Assignment: Go through the records and report each line holding the string "yellow".

Entries shown:
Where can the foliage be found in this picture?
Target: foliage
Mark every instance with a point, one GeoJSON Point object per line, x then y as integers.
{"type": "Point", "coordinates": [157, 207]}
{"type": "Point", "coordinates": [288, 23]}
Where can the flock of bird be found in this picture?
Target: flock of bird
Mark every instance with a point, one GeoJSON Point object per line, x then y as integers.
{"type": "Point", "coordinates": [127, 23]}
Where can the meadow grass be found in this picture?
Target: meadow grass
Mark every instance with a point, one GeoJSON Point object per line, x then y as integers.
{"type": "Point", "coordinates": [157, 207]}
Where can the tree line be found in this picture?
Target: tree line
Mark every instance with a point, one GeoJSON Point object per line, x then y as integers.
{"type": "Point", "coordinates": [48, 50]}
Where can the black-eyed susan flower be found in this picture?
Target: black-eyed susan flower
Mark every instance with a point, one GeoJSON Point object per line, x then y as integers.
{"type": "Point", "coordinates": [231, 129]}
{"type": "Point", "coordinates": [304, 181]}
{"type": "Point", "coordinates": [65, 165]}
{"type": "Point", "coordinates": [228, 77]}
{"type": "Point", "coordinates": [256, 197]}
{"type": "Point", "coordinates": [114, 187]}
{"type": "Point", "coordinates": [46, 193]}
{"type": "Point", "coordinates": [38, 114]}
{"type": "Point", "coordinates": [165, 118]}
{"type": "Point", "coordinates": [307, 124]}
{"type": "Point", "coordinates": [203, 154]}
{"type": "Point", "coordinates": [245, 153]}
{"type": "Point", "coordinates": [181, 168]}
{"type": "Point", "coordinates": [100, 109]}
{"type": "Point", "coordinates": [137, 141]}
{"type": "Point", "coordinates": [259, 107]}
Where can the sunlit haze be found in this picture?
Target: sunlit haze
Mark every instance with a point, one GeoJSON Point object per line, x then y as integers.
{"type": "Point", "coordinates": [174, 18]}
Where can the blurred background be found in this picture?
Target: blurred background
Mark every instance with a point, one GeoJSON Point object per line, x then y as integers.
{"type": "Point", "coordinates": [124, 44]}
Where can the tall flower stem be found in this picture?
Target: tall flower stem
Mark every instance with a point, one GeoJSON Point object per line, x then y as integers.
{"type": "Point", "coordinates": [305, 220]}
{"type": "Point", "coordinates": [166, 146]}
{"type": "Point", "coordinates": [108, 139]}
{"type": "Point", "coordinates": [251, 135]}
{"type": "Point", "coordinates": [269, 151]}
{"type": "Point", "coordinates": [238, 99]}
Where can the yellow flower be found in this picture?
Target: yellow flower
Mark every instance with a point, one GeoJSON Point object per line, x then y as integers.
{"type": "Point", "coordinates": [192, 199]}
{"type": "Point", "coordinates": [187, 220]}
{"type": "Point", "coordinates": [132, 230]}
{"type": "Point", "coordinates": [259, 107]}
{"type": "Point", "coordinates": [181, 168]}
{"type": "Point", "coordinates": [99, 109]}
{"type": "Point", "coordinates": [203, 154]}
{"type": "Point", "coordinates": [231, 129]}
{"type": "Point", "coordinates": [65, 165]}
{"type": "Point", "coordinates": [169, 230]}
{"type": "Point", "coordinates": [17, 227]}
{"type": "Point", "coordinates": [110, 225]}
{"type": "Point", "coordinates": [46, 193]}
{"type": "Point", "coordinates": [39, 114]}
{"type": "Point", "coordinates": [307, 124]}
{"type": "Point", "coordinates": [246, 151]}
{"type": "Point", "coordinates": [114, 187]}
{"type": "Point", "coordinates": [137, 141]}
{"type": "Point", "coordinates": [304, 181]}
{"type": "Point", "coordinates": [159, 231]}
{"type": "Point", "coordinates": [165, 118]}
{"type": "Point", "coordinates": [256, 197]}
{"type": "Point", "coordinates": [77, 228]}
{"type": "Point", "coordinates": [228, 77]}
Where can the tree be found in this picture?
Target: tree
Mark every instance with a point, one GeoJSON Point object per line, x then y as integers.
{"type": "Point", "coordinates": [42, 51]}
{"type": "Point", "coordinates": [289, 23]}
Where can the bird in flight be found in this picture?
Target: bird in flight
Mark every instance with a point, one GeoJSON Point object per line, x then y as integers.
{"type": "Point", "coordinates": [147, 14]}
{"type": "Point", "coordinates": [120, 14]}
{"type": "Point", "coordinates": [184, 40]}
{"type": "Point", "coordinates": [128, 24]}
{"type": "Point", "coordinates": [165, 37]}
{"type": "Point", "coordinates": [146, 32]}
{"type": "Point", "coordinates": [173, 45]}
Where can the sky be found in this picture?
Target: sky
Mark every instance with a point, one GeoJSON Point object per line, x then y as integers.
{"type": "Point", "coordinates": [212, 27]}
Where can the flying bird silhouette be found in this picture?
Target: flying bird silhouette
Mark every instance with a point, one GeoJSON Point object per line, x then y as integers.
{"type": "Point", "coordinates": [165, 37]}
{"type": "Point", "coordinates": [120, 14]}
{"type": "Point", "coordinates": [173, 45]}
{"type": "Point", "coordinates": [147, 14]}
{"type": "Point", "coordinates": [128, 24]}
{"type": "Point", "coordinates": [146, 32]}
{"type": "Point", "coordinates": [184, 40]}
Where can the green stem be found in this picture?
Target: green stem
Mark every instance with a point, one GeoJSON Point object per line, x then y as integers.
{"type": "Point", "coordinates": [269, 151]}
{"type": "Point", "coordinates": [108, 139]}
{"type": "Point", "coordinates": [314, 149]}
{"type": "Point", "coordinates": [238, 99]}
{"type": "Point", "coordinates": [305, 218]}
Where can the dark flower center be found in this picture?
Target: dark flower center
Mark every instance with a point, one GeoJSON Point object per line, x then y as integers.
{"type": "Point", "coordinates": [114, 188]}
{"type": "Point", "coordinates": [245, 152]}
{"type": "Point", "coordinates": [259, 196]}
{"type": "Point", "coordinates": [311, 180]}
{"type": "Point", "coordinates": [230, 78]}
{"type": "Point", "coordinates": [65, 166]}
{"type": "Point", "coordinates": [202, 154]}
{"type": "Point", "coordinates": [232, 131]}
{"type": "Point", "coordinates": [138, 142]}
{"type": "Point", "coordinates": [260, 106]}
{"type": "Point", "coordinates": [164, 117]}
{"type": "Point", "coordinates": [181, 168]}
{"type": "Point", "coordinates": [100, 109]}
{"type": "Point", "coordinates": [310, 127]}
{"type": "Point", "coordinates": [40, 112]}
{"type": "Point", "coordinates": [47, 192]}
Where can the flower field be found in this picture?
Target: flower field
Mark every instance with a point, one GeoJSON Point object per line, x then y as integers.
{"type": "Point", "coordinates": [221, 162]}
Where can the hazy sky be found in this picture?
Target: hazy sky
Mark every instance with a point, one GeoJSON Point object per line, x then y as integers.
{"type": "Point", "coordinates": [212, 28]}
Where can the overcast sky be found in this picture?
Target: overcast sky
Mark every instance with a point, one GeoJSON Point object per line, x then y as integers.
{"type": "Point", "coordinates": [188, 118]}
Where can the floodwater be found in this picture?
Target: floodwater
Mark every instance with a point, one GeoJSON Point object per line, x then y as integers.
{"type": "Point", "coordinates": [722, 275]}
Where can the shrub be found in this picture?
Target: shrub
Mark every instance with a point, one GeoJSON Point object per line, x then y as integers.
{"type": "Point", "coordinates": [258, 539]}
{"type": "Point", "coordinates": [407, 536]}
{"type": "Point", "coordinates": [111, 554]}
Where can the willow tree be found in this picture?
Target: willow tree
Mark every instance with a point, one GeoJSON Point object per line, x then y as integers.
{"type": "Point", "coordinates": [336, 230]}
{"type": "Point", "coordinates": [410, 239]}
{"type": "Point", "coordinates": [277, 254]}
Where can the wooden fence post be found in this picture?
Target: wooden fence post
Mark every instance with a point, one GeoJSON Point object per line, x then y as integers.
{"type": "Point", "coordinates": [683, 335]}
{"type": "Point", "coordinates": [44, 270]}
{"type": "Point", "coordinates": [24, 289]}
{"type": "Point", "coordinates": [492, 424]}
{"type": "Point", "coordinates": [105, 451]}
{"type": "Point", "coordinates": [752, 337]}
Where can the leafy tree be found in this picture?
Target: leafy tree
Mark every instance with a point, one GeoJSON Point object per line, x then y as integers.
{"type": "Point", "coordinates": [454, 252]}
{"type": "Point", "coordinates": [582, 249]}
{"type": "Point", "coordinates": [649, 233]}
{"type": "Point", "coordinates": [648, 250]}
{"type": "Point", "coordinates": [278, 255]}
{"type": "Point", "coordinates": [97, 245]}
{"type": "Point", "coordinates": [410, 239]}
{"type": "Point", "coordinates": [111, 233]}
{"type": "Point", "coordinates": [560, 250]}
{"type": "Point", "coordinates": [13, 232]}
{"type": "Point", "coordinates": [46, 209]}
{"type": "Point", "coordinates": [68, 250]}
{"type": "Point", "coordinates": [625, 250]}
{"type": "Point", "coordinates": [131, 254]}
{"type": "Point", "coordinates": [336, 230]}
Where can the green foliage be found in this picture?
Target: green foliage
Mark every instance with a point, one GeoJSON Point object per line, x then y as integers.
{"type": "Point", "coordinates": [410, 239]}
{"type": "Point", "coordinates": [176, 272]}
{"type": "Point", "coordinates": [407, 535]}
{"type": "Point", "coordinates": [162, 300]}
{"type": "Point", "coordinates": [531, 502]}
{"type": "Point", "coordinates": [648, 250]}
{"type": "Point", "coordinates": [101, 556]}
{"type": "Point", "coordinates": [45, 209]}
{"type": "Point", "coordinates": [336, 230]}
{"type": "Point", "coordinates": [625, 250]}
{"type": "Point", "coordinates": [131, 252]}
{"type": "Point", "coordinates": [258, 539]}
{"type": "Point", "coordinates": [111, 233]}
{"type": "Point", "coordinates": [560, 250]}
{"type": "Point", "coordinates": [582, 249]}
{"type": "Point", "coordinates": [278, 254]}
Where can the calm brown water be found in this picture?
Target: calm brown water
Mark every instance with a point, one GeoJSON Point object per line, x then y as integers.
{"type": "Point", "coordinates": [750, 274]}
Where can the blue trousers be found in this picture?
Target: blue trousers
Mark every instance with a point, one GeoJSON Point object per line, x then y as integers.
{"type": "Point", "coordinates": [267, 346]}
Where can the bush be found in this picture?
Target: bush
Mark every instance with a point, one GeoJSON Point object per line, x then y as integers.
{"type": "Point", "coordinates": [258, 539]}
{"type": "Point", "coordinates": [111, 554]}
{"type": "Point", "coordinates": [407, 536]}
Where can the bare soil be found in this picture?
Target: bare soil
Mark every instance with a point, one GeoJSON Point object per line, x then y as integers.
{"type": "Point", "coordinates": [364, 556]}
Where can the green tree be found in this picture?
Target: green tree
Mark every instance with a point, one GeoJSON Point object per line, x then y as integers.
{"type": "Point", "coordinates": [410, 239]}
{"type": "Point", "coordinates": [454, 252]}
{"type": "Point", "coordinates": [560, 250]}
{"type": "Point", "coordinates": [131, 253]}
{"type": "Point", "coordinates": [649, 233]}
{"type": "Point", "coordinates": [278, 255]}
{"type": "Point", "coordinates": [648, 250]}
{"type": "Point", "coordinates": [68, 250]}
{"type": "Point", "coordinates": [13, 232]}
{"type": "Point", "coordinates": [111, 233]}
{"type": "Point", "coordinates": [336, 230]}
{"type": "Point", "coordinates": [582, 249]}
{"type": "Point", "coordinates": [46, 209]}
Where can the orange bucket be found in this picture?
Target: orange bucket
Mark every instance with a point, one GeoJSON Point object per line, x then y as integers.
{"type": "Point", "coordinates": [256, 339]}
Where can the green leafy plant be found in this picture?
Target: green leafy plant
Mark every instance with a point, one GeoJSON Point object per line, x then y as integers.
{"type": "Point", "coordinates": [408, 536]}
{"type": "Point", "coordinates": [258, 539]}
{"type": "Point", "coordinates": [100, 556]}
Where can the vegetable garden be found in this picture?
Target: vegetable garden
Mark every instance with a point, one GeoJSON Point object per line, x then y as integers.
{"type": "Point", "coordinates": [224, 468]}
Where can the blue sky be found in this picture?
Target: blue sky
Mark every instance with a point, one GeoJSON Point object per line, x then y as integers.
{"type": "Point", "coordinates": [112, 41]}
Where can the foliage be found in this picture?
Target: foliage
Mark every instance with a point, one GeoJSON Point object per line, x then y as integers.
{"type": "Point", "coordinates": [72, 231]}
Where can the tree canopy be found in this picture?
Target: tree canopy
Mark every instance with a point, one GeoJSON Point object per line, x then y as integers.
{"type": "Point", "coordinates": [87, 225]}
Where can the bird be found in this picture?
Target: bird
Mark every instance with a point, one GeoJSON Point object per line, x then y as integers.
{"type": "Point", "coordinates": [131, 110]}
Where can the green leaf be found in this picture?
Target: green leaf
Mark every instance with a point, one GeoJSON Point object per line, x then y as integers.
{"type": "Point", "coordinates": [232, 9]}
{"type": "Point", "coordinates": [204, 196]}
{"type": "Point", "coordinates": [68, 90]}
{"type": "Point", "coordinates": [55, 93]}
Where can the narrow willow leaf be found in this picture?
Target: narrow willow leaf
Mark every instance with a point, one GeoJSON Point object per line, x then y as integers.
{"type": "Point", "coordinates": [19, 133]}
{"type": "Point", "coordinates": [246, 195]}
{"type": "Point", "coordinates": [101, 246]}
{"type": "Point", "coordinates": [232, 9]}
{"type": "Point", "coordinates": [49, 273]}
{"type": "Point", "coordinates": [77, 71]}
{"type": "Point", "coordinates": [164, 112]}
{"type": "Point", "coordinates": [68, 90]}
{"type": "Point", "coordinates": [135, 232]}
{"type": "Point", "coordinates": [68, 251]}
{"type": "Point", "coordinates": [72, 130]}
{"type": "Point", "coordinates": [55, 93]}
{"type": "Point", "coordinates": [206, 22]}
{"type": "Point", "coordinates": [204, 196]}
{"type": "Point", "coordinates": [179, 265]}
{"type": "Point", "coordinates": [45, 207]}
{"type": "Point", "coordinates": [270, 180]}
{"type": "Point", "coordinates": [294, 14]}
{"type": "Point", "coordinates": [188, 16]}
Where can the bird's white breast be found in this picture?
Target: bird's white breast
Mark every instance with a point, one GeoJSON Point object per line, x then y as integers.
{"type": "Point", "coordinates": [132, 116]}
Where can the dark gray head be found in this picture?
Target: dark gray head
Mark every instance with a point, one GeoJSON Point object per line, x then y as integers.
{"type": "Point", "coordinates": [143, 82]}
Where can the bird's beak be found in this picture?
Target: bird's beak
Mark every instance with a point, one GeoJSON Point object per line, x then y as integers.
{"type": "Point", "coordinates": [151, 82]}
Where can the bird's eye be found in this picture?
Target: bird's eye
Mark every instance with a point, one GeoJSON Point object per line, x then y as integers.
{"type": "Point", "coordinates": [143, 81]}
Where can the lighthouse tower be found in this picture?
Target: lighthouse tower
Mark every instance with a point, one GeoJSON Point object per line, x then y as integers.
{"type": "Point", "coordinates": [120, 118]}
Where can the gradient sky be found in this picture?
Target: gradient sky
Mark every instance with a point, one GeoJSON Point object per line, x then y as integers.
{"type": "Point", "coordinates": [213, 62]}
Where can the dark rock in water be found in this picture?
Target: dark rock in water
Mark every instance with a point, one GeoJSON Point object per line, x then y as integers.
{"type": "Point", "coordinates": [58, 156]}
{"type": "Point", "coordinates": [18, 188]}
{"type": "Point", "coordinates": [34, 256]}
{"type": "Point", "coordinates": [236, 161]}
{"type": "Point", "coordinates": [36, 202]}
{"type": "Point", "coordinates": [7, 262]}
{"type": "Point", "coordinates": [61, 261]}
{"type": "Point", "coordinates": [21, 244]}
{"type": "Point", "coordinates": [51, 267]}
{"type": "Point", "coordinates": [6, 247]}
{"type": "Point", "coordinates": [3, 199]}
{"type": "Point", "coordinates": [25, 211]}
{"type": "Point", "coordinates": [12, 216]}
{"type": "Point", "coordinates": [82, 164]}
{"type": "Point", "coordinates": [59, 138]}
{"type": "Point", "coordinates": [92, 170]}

Reply:
Where can the yellow flower be found in this picture?
Target: yellow flower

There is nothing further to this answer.